Source text |
--- --- ---

Yet given the increasing calls for the value of ESG-led change to be more measurable and standardised, fears of a bubble scenario developing unless genuine long-term value is better quantified are surely justified.
There was a stark bubble warning this week from the former chair of the governing board of the world’s largest pension fund, with Bloomberg exploring the cooling of Japanese investors towards so-called ESG stocks.
“The Government Pension Investment Fund (GPIF) needs to go back to its roots, and think about how to analyse if ESG is really profitable, as well as how to evaluate and standardise ESG,” said Eiji Hirano. “It’s a little like an ESG bubble right now, and we should evaluate both the good and the bad.”
A few days earlier, Forbes had questioned whether ESG investing was becoming a bubble or going through a sea change. The Economist doesn’t see it as a bubble and instead has been gently making a case for ESG becoming an intrinsic, central aspect of how corporations will be valued – while giving the prospect of a bubble a thorough going-over.
Forbes also makes the point that “greenwashing may finally become counterproductive”.
Again though, concerns are being raised about an unchecked rise in ESG investment and the lack of genuine standards with which to measure apples-for-apples when determining how a company’s ESG-centric strategy stands to enhance broad stakeholder value. Investors Chronicle’s take was “Regulators in the UK and the US are also formulating policy, but the approach is to steer companies and asset managers away from 'greenwashing' by citing ESG within existing marketing rules.”
Meanwhile, the Financial Conduct Authority (FCA) has outlined proposals for new regulation governing disclosure of companies’ environmental credentials. With bubble-talk unlikely to recede, regulators will surely impose more controls on the provision of evidence across many aspects of ESG.
This all adds more fuel to the fire around communicators needing to not only ensure ESG strategy, and progress in delivering on it, is shared effectively and appropriately with multiple stakeholder groups, but that they work more closely with the leadership of the business to listen, act on and respond to the needs of those groups as it navigates such heady change.
We may not need to worry so much about the bubble bursting anytime soon, but need to worry about the way in which ESG investment grows, and what it means for managing expectations around it.

--- --- ---

Records from a point labeling set
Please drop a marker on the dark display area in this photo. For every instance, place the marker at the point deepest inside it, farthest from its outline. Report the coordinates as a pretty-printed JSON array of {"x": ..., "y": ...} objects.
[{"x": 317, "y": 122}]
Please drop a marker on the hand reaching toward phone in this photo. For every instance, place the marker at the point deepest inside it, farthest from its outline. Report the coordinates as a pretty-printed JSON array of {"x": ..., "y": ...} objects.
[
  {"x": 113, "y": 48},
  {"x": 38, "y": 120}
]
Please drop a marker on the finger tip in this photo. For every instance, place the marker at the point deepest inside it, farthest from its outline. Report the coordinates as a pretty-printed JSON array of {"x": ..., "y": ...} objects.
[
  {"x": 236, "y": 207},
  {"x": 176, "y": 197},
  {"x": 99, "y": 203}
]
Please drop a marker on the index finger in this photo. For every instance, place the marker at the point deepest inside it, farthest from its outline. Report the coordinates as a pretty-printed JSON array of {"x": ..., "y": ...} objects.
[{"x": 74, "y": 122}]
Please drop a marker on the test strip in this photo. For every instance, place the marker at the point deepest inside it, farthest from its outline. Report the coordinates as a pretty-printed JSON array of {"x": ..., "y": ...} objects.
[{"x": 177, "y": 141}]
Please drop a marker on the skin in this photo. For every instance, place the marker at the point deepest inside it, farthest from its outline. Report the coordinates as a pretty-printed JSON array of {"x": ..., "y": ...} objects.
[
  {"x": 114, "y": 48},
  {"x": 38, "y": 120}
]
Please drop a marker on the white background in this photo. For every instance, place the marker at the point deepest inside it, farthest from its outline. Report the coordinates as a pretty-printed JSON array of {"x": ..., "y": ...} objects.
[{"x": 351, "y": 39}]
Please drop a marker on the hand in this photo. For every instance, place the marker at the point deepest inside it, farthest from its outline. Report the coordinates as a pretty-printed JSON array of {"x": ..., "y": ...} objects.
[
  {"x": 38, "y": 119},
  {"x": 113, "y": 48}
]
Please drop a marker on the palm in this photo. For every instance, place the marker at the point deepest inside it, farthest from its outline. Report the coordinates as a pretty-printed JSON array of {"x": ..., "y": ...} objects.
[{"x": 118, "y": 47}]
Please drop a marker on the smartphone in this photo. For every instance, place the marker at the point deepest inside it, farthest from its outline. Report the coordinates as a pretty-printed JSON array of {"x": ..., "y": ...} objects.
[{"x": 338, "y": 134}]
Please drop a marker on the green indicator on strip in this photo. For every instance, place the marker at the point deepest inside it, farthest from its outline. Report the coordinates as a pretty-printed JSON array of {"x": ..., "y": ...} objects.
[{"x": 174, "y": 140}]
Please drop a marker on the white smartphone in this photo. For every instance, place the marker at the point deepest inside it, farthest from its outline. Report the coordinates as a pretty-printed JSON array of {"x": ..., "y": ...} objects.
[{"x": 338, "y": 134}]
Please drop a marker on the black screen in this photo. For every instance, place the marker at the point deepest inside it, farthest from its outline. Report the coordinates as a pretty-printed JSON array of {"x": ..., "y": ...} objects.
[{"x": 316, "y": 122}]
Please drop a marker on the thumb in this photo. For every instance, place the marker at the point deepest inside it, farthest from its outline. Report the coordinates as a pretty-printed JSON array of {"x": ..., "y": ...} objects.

--- --- ---

Actions to take |
#1 Decide whether each statement agrees with the text on ESG investing, answering yes or no and quoting the words that settle it: (a) The Economist sees ESG investing as a bubble. (b) The Financial Conduct Authority has outlined proposals for new regulation on the disclosure of companies' environmental credentials. (c) Forbes makes the point that greenwashing may finally become counterproductive.
#2 Reproduce the passage of the text on ESG investing starting at "Meanwhile, the Financial" and ending at "such heady change.", swapping "heady" for "rapid".
Rely only on the text on ESG investing for the answers.

Results of the tasks |
#1
(a) No: "The Economist doesn’t see it as a bubble"
(b) Yes: "the Financial Conduct Authority (FCA) has outlined proposals for new regulation governing disclosure of companies’ environmental credentials"
(c) Yes: "Forbes also makes the point that “greenwashing may finally become counterproductive”"

#2
Meanwhile, the Financial Conduct Authority (FCA) has outlined proposals for new regulation governing disclosure of companies’ environmental credentials. With bubble-talk unlikely to recede, regulators will surely impose more controls on the provision of evidence across many aspects of ESG.
This all adds more fuel to the fire around communicators needing to not only ensure ESG strategy, and progress in delivering on it, is shared effectively and appropriately with multiple stakeholder groups, but that they work more closely with the leadership of the business to listen, act on and respond to the needs of those groups as it navigates such rapid change.